» WORK ITEM: Nothing in the data may be altered as it is transcribed.

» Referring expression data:
====

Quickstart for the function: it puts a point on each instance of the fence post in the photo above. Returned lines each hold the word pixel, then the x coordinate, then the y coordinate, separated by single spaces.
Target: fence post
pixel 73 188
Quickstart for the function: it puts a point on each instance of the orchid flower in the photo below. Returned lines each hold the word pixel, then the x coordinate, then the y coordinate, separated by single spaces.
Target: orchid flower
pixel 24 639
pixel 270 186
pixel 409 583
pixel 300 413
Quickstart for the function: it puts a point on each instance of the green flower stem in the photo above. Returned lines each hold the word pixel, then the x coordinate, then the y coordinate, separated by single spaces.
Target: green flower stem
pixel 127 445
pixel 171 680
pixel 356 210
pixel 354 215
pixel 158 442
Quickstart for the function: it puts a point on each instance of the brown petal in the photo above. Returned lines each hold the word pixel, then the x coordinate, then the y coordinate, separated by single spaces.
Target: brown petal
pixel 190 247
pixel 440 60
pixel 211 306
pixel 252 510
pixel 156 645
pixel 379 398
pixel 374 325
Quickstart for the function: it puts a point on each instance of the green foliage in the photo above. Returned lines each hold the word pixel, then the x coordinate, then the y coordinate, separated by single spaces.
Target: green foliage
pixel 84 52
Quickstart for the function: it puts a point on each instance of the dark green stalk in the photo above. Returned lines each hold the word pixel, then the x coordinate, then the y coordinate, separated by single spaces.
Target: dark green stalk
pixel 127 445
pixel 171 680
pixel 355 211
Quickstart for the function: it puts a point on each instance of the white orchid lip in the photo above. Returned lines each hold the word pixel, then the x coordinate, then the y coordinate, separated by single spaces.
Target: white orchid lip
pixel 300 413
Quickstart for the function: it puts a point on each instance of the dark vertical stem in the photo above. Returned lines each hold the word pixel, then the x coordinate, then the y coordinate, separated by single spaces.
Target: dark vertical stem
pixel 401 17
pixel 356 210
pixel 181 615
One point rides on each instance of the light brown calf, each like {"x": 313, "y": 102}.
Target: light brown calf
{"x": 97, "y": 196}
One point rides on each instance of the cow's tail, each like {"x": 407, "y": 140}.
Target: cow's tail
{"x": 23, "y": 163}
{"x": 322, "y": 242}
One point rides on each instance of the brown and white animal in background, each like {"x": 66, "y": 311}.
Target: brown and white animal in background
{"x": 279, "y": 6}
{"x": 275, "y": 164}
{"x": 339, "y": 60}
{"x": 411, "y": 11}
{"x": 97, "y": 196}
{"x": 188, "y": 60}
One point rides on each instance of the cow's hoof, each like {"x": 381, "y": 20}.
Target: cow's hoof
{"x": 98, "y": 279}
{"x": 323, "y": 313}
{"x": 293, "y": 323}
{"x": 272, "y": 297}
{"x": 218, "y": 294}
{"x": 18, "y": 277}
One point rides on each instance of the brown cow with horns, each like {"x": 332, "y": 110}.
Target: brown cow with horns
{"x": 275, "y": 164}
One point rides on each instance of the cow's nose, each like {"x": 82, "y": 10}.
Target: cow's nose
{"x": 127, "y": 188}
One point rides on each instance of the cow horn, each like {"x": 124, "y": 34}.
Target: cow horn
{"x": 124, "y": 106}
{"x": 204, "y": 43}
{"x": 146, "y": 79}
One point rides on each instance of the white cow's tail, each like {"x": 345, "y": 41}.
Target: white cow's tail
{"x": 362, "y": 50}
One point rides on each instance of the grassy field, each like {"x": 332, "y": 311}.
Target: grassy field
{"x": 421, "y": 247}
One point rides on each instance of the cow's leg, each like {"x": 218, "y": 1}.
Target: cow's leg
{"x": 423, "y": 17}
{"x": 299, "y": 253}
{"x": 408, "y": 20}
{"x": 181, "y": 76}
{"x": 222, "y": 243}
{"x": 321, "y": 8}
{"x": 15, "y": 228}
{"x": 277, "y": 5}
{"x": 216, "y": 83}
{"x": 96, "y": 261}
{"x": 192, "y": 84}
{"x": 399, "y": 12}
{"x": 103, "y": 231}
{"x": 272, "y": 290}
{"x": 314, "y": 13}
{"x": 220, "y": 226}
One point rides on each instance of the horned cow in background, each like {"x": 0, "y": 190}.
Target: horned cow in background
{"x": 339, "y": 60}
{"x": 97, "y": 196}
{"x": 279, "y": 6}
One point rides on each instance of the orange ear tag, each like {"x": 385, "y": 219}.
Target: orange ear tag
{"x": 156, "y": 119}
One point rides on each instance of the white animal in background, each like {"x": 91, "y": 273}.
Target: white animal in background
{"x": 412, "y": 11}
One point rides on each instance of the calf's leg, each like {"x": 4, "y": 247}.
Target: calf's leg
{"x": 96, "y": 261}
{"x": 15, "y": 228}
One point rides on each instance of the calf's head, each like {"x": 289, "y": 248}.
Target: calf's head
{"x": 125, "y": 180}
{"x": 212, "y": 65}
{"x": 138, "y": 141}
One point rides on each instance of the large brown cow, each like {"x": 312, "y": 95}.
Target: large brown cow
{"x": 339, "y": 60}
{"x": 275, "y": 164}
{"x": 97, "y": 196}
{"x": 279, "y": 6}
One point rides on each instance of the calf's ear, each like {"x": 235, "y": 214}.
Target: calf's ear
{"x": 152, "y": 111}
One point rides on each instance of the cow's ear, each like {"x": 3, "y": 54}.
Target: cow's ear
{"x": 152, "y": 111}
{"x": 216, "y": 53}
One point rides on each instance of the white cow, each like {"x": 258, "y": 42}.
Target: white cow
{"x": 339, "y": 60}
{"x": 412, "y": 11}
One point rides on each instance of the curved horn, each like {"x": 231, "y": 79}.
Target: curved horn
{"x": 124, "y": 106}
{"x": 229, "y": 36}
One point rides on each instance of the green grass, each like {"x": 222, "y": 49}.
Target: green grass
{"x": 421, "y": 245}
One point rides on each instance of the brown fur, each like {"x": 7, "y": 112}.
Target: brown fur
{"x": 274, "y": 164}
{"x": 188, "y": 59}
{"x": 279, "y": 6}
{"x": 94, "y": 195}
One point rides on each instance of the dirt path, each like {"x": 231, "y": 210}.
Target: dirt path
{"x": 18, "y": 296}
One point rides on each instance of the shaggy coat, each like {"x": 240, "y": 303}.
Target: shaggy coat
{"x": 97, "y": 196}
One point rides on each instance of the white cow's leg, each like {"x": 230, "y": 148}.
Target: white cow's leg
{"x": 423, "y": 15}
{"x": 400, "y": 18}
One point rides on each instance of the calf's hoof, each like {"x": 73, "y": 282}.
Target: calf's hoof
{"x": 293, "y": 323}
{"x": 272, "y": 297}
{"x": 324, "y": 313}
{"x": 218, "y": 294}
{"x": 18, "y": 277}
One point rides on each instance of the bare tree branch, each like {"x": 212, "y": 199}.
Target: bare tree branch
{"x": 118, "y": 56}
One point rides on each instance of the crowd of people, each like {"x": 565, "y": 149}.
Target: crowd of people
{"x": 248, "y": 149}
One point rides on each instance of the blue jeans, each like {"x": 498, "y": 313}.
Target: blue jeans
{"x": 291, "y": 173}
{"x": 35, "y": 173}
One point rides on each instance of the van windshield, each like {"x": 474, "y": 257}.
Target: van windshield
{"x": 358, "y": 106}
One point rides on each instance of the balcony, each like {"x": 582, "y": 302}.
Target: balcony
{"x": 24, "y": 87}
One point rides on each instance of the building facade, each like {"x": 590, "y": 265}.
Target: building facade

====

» ANSWER FOR THE TASK:
Quickstart for the function: it puts a point on each instance of the fence post in the photo above. Returned lines each hold the word pixel, then the x coordinate, then the y coordinate, separated by single spaces.
Target: fence post
pixel 73 188
Quickstart for the function: it puts a point on each instance of the orchid flower in the photo below. Returned lines each hold the word pixel, then the x coordinate, then the y coordinate, separated by single spaces.
Target: orchid flower
pixel 24 639
pixel 270 186
pixel 409 583
pixel 300 413
Quickstart for the function: it puts a point on each instance of the green flower stem in the photo above. Returned lines each hold the word pixel, then the x coordinate, then the y coordinate, separated by single spaces.
Target: green flower stem
pixel 127 445
pixel 171 680
pixel 356 210
pixel 354 215
pixel 158 442
Quickstart for the function: it puts a point on each instance of the brown petal in the photo above. Returned lines each hold the word pixel, then the x coordinate, then the y coordinate, separated by single spaces.
Target: brown petal
pixel 190 247
pixel 440 60
pixel 211 306
pixel 252 510
pixel 156 645
pixel 379 398
pixel 374 325
Quickstart for the function: it puts a point on each instance of the green foliage in the photo above. Returned lines each hold the word pixel, then the x coordinate, then the y coordinate, separated by single spaces.
Target: green foliage
pixel 84 52
Quickstart for the function: it puts a point on each instance of the dark green stalk in the photo above. Returned lines each hold the word pixel, then the x coordinate, then the y coordinate, separated by single spaces.
Target: dark green stalk
pixel 127 445
pixel 171 680
pixel 355 211
Quickstart for the function: it puts a point on each instance of the white orchid lip in the photo above. Returned lines each hold the word pixel, then the x coordinate, then the y coordinate, separated by single spaces.
Target: white orchid lip
pixel 300 413
Quickstart for the function: it puts a point on each instance of the dark vertical stem in the photo above. Returned lines each hold the word pixel, then the x coordinate, then the y coordinate, separated by single spaces.
Target: dark vertical stem
pixel 401 17
pixel 356 210
pixel 181 615
One point rides on each instance of the light brown calf, each like {"x": 313, "y": 102}.
Target: light brown calf
{"x": 97, "y": 196}
One point rides on each instance of the cow's tail, each like {"x": 407, "y": 140}.
Target: cow's tail
{"x": 23, "y": 163}
{"x": 322, "y": 242}
One point rides on each instance of the brown and white animal in background, each like {"x": 66, "y": 311}.
Target: brown and white animal in background
{"x": 279, "y": 6}
{"x": 275, "y": 164}
{"x": 339, "y": 60}
{"x": 411, "y": 11}
{"x": 97, "y": 196}
{"x": 188, "y": 60}
One point rides on each instance of the cow's hoof, each like {"x": 381, "y": 20}.
Target: cow's hoof
{"x": 98, "y": 279}
{"x": 323, "y": 313}
{"x": 293, "y": 323}
{"x": 272, "y": 297}
{"x": 218, "y": 294}
{"x": 18, "y": 277}
One point rides on each instance of the brown cow with horns, each like {"x": 332, "y": 110}.
Target: brown cow with horns
{"x": 275, "y": 164}
One point rides on each instance of the cow's nose, each like {"x": 82, "y": 10}.
Target: cow's nose
{"x": 127, "y": 188}
One point rides on each instance of the cow horn, each like {"x": 124, "y": 34}.
Target: cow horn
{"x": 124, "y": 106}
{"x": 204, "y": 43}
{"x": 146, "y": 79}
One point rides on each instance of the white cow's tail, each like {"x": 345, "y": 41}.
Target: white cow's tail
{"x": 362, "y": 50}
One point rides on each instance of the grassy field, each like {"x": 332, "y": 311}.
Target: grassy field
{"x": 421, "y": 247}
One point rides on each instance of the cow's leg, each like {"x": 218, "y": 1}.
Target: cow's leg
{"x": 423, "y": 17}
{"x": 299, "y": 253}
{"x": 408, "y": 20}
{"x": 181, "y": 76}
{"x": 222, "y": 243}
{"x": 321, "y": 8}
{"x": 15, "y": 228}
{"x": 277, "y": 5}
{"x": 216, "y": 83}
{"x": 96, "y": 261}
{"x": 192, "y": 84}
{"x": 399, "y": 12}
{"x": 103, "y": 231}
{"x": 272, "y": 290}
{"x": 314, "y": 13}
{"x": 220, "y": 226}
One point rides on each instance of the horned cow in background, each like {"x": 0, "y": 190}.
Target: horned cow in background
{"x": 339, "y": 60}
{"x": 97, "y": 196}
{"x": 279, "y": 6}
One point rides on each instance of the orange ear tag, each like {"x": 385, "y": 219}.
Target: orange ear tag
{"x": 156, "y": 119}
One point rides on each instance of the white animal in background, each like {"x": 91, "y": 273}.
Target: white animal in background
{"x": 412, "y": 11}
One point rides on each instance of the calf's leg, each like {"x": 4, "y": 247}.
Target: calf's leg
{"x": 96, "y": 261}
{"x": 15, "y": 228}
One point rides on each instance of the calf's head, each like {"x": 289, "y": 248}.
Target: calf's head
{"x": 125, "y": 180}
{"x": 212, "y": 65}
{"x": 138, "y": 141}
One point rides on each instance of the large brown cow, each like {"x": 312, "y": 95}.
Target: large brown cow
{"x": 339, "y": 60}
{"x": 275, "y": 164}
{"x": 97, "y": 196}
{"x": 279, "y": 6}
One point rides on each instance of the calf's ear, each like {"x": 235, "y": 214}.
Target: calf's ear
{"x": 152, "y": 111}
One point rides on each instance of the cow's ear, each like {"x": 3, "y": 54}.
Target: cow's ear
{"x": 152, "y": 111}
{"x": 216, "y": 53}
One point rides on each instance of the white cow, each like {"x": 258, "y": 42}.
Target: white cow
{"x": 339, "y": 60}
{"x": 412, "y": 11}
One point rides on each instance of the curved horn, each like {"x": 231, "y": 79}.
Target: curved horn
{"x": 124, "y": 106}
{"x": 229, "y": 36}
One point rides on each instance of the green grass, each like {"x": 222, "y": 49}.
Target: green grass
{"x": 421, "y": 245}
One point rides on each instance of the brown fur, each like {"x": 7, "y": 112}.
Target: brown fur
{"x": 274, "y": 164}
{"x": 188, "y": 59}
{"x": 279, "y": 6}
{"x": 94, "y": 195}
One point rides on each instance of the dirt path, each like {"x": 231, "y": 210}.
Target: dirt path
{"x": 18, "y": 296}
One point rides on each instance of the shaggy coat, each like {"x": 240, "y": 303}.
Target: shaggy coat
{"x": 97, "y": 196}
One point rides on each instance of the white cow's leg, each like {"x": 230, "y": 148}.
Target: white cow's leg
{"x": 423, "y": 15}
{"x": 400, "y": 18}
One point rides on each instance of the calf's hoof, each like {"x": 73, "y": 282}.
Target: calf's hoof
{"x": 293, "y": 323}
{"x": 272, "y": 297}
{"x": 324, "y": 313}
{"x": 218, "y": 294}
{"x": 18, "y": 277}
One point rides on each instance of the bare tree branch, each like {"x": 212, "y": 199}.
Target: bare tree branch
{"x": 118, "y": 56}
One point rides on each instance of the crowd of people, each like {"x": 565, "y": 149}.
Target: crowd of people
{"x": 248, "y": 149}
One point rides on each instance of the blue jeans, each like {"x": 498, "y": 313}.
Target: blue jeans
{"x": 291, "y": 173}
{"x": 35, "y": 173}
One point rides on each instance of the van windshield, each like {"x": 474, "y": 257}.
Target: van windshield
{"x": 358, "y": 106}
One point rides on each instance of the balcony, each like {"x": 582, "y": 302}.
Target: balcony
{"x": 24, "y": 87}
One point rides on each instance of the building facade, each like {"x": 590, "y": 265}.
Target: building facade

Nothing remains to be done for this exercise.